PARTS OF THE EXERCISE:
1. According to the face mask excerpt, what professorship does Collins hold at MIT?
2. Continue the text about the face mask diagnostic from where it stops.

EXCERPT PROVIDED:
⟨

The wFDCF face mask is the first SARS-CoV-2 nucleic acid test that achieves high accuracy rates comparable to current gold standard RT-PCR tests while operating fully at room temperature, eliminating the need for heating or cooling instruments and allowing the rapid screening of patient samples outside of labs.

“This work shows that our freeze-dried, cell-free synthetic biology technology can be extended to wearables and harnessed for novel diagnostic applications, including the development of a face mask diagnostic. I am particularly proud of how our team came together during the pandemic to create deployable solutions for addressing some of the world’s testing challenges,” said Collins, who is also the Termeer Professor of Medical Engineering & Science at MIT.

Illustration of how mask works.

When SARS-CoV-2 particles are present, the wFDCF system cuts a molecular bond that changes the pattern of lines that form in the readout strip, similar to an at-home pregnancy test.

Credit: Wyss Institute at Harvard University

Beyond the COVID-19 pandemic

The face mask diagnostic is in some ways the icing on the cake for the team, which had to overcome numerous challenges in order to make their technology truly wearable, including capturing droplets of a liquid substance within a flexible, unobtrusive device and preventing evaporation. The face mask diagnostic omits electronic components in favor of ease of manufacturing and low cost, but integrating more permanent elements into the system opens up a wide range of other possible applications.

⟩

EXTRACTED MATERIAL:
⟨

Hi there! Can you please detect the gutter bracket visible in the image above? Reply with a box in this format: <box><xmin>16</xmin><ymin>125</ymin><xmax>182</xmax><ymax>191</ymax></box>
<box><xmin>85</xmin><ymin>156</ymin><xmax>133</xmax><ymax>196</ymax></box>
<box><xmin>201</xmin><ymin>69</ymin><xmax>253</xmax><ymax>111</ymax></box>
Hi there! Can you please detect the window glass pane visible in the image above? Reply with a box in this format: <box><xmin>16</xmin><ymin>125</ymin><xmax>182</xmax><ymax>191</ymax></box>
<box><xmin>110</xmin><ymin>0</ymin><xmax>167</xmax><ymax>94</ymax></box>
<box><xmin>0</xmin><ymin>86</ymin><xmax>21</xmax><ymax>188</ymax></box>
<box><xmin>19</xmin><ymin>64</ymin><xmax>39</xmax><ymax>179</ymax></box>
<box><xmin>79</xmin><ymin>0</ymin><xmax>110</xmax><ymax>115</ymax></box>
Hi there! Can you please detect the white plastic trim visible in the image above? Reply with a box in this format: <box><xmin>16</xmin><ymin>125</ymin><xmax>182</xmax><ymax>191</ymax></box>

⟩
⟨

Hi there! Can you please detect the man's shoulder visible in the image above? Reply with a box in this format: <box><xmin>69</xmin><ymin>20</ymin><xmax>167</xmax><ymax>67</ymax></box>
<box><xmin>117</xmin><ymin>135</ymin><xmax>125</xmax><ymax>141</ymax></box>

⟩
⟨

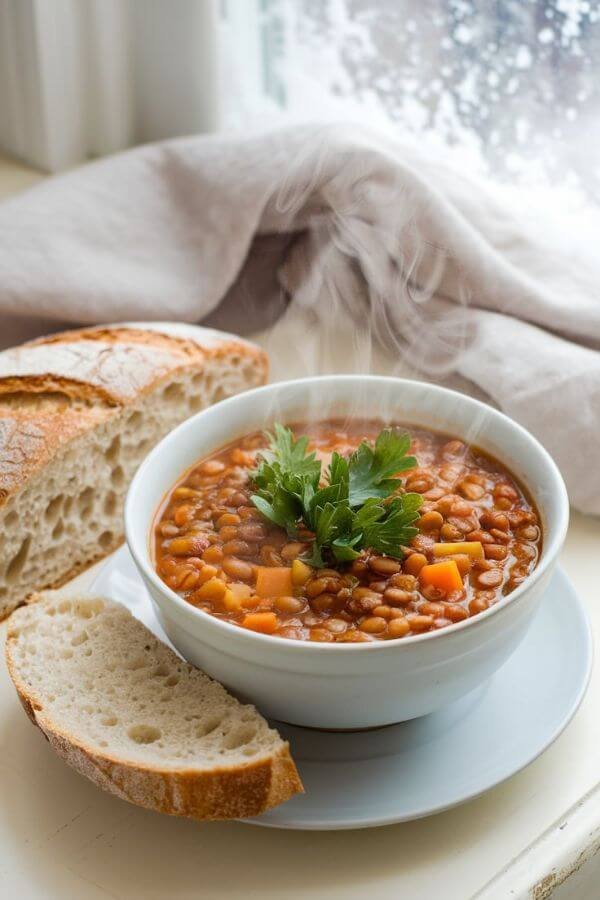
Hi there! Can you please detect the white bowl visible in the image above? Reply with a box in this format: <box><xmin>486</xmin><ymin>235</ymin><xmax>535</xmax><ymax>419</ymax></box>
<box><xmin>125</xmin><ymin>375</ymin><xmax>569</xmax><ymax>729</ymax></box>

⟩

RESULTS FOR EACH TASK:
1. He is the Termeer Professor of Medical Engineering & Science at MIT.

2.
In their paper, the researchers demonstrate that a network of fiber optic cables can be integrated into their wFCDF technology to detect fluorescent light generated by the biological reactions, indicating detection of the target molecule with a high level of accuracy. This digital signal can be sent to a smartphone app that allows the wearer to monitor their exposure to a vast array of substances.

“This technology could be incorporated into lab coats for scientists working with hazardous materials or pathogens, scrubs for doctors and nurses, or the uniforms of first responders and military personnel who could be exposed to dangerous pathogens or toxins, such as nerve gas,” said co-author Nina Donghia, a staff scientist at the Wyss Institute.

The team is actively searching for manufacturing partners who are interested in helping to enable the mass production of the face mask diagnostic for use during the COVID-19 pandemic, as well as for detecting other biological and environmental hazards.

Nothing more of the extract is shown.